--- start of Records for this task ---

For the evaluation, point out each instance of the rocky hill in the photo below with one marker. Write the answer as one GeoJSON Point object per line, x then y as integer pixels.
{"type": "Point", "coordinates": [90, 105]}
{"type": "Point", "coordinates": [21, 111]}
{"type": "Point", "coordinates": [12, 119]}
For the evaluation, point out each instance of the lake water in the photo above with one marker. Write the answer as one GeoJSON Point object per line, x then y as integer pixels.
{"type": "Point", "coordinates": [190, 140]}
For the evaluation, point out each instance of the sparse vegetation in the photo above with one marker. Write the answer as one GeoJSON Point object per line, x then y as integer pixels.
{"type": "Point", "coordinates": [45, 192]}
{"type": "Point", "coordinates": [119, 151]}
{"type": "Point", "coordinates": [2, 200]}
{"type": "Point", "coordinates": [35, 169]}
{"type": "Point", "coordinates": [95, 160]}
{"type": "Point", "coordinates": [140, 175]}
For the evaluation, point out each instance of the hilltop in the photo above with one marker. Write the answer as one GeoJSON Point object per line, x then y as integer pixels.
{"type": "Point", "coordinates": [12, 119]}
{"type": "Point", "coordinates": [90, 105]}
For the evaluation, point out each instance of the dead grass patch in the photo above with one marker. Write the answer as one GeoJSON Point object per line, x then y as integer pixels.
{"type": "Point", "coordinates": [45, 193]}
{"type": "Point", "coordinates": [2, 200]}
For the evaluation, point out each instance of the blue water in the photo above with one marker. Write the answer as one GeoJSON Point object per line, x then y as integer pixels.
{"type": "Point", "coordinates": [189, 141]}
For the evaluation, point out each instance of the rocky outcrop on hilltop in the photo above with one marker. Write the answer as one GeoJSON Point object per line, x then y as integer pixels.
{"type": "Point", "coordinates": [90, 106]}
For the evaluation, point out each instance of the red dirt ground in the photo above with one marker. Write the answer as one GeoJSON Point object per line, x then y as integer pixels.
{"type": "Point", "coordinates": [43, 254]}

--- end of Records for this task ---

Please render the material as a Markdown table with the columns "Row" and "Line", starting with the line that contains "For the evaluation, point out each instance of the red" and going on through the end of the material, blank lines left out.

| Row | Line |
|---|---|
| 1 | For the evaluation, point out each instance of the red dirt ground in the photo above with one marker. Write the answer as one GeoJSON Point object per line, x then y as integer pixels. |
| 2 | {"type": "Point", "coordinates": [43, 254]} |